DIRECTIONS FOR THIS TASK —
In the text about the renaming of USS Chancellorsville, which vessel did Robert Smalls take past the Confederate forts in May 1862?

## start READING TEXT

The Questions People Actually Ask

When was USS Chancellorsville renamed USS Robert Smalls?

Secretary of the Navy Carlos Del Toro announced the renaming on February 27, 2023, and the ship was officially redesignated USS Robert Smalls (CG-62) during a ceremony in May 2023 in San Diego. The hull number (CG-62) did not change. The ship’s commissioning date, lineage of crews, and historical service record remain attached to the hull, not the name.

Who was Robert Smalls?

Robert Smalls was born into slavery in Beaufort, South Carolina, in 1839. In May 1862, working as a pilot aboard the Confederate transport CSS Planter in Charleston harbor, he and a small crew took the ship out past the Confederate forts at night and delivered her to the Union Navy blockade — along with his family. He went on to serve as a Union Navy pilot, then was elected to the U.S. House of Representatives, where he served five terms (1875–1879, 1882–1887) representing South Carolina. He is the first formerly enslaved person to have a U.S. Navy combatant named for him.

## end READING TEXT
## start SUPPLIED RECORDS

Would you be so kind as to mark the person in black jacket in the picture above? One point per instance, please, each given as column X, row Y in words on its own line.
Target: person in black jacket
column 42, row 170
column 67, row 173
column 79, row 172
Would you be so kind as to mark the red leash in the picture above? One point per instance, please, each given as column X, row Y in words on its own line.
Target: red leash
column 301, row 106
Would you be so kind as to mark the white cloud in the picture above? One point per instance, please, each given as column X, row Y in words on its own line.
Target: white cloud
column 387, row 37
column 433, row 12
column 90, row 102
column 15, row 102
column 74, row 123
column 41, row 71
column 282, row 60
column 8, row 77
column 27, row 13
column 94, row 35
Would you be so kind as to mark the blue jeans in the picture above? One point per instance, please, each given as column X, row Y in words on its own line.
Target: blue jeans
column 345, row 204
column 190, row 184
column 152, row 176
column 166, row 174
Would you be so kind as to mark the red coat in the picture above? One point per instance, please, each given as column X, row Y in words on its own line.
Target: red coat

## end SUPPLIED RECORDS

ANSWER FOR THE TASK —
The Confederate transport CSS Planter.